Lay out the listing below as a Markdown table with the columns Row and Line, covering only the stretch from the line containing "countertop shown in this photo." through the end of the listing, and leave out any blank lines.

** Entries provided **
....................

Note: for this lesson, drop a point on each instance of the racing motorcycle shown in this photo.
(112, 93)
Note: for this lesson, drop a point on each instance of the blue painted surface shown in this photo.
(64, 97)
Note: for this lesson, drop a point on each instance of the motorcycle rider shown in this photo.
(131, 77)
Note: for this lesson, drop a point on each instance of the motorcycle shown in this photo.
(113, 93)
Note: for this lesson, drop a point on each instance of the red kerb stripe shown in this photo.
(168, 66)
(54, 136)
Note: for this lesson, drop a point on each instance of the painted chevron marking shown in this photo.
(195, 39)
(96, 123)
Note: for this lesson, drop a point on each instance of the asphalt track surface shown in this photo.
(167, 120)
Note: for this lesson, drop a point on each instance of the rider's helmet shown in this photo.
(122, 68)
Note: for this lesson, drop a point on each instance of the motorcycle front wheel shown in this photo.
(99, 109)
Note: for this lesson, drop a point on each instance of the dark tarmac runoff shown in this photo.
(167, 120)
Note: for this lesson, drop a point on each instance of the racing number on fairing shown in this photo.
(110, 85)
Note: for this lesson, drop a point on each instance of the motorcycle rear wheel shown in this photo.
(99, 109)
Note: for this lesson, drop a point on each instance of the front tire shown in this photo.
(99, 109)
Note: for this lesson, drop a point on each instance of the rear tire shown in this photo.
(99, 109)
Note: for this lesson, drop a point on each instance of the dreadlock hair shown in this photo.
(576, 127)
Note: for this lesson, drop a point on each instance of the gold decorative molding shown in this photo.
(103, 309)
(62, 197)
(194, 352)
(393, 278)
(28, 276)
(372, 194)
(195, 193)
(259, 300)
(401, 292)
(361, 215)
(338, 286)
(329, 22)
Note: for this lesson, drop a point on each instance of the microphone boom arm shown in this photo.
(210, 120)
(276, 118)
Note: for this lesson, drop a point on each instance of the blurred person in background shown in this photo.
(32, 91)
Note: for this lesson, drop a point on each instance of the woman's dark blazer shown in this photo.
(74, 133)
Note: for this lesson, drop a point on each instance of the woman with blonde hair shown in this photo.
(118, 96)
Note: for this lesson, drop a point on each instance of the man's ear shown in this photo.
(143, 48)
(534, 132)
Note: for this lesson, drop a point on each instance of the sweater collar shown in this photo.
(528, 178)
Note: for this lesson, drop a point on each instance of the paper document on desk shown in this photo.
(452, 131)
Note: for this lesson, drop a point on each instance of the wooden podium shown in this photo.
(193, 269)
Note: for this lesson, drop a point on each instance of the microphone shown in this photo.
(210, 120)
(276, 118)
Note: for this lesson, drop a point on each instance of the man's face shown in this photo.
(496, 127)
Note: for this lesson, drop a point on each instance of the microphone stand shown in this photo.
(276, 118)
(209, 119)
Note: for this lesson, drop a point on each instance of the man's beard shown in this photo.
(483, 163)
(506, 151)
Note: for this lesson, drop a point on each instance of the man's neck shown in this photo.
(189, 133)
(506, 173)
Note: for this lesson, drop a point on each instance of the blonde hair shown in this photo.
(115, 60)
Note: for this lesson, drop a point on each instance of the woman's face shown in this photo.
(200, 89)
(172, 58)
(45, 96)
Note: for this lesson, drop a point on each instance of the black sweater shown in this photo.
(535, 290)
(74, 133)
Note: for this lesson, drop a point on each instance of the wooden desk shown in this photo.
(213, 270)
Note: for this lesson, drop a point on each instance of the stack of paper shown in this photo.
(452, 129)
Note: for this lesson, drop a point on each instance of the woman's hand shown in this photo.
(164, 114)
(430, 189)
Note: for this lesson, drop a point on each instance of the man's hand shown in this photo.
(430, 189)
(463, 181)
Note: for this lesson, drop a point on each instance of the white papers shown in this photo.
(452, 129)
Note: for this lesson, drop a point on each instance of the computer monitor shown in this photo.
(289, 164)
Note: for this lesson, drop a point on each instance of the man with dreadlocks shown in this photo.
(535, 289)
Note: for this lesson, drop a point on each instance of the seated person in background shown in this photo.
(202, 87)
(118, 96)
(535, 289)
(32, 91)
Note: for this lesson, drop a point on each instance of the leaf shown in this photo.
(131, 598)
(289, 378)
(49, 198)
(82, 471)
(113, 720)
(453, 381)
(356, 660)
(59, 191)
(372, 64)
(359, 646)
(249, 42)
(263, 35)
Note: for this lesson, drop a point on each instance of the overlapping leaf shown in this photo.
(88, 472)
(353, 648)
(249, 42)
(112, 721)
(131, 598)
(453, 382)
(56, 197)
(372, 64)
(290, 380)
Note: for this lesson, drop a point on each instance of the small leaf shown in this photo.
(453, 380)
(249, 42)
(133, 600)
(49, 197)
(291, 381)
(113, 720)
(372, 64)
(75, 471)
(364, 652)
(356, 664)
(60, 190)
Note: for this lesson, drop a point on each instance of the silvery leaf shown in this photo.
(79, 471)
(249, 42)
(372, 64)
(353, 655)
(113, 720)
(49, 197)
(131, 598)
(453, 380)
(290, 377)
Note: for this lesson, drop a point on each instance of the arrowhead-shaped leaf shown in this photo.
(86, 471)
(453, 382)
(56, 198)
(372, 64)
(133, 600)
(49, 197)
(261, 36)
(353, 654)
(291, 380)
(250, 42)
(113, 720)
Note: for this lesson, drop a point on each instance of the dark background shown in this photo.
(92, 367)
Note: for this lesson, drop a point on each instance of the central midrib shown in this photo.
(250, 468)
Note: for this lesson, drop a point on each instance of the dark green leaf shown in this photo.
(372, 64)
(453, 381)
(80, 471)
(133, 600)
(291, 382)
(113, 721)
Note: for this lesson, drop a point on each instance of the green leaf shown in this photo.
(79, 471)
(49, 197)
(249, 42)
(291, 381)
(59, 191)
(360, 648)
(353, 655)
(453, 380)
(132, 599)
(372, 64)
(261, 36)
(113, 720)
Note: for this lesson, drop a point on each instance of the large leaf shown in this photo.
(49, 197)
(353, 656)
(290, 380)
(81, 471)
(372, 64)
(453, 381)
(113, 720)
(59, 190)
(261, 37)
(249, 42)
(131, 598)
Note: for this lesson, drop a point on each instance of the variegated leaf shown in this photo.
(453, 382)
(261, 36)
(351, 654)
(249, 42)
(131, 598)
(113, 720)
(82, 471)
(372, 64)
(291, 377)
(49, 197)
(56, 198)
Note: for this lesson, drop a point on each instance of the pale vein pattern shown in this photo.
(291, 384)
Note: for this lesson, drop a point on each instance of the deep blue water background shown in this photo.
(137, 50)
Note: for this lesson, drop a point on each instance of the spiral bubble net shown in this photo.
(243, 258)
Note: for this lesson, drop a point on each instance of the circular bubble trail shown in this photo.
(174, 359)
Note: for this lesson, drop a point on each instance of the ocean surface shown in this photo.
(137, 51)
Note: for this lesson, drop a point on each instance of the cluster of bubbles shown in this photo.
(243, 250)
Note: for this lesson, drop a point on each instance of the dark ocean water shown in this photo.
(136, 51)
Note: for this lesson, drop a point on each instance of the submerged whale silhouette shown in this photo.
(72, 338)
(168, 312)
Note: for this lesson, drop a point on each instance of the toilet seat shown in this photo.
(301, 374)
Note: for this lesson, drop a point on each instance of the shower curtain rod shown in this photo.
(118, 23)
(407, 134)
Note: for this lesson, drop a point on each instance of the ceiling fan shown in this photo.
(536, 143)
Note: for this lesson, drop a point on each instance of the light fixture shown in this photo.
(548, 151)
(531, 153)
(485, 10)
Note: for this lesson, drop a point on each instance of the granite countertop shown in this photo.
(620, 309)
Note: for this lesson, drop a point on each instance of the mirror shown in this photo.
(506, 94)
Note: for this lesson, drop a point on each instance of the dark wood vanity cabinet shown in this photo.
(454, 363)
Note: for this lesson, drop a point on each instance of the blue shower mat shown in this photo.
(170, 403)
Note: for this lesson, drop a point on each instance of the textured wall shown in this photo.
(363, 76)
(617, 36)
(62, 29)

....................

** Answer for the task **
| Row | Line |
|---|---|
| 1 | Note: for this lesson, drop a point on each instance of the granite countertop shown in this photo. |
| 2 | (620, 309) |
| 3 | Note: for this lesson, drop a point on each instance of the mirror shown in this photo. |
| 4 | (506, 94) |
| 5 | Note: for this lesson, drop a point on each instance of the dark wood vanity cabinet shown in this photo. |
| 6 | (454, 363) |
| 7 | Note: for this lesson, drop a point on each instance of the blue shower mat shown in this photo. |
| 8 | (170, 403) |
| 9 | Note: for this lesson, drop a point on each instance of the textured wall shown in this photo. |
| 10 | (363, 76) |
| 11 | (617, 36) |
| 12 | (62, 29) |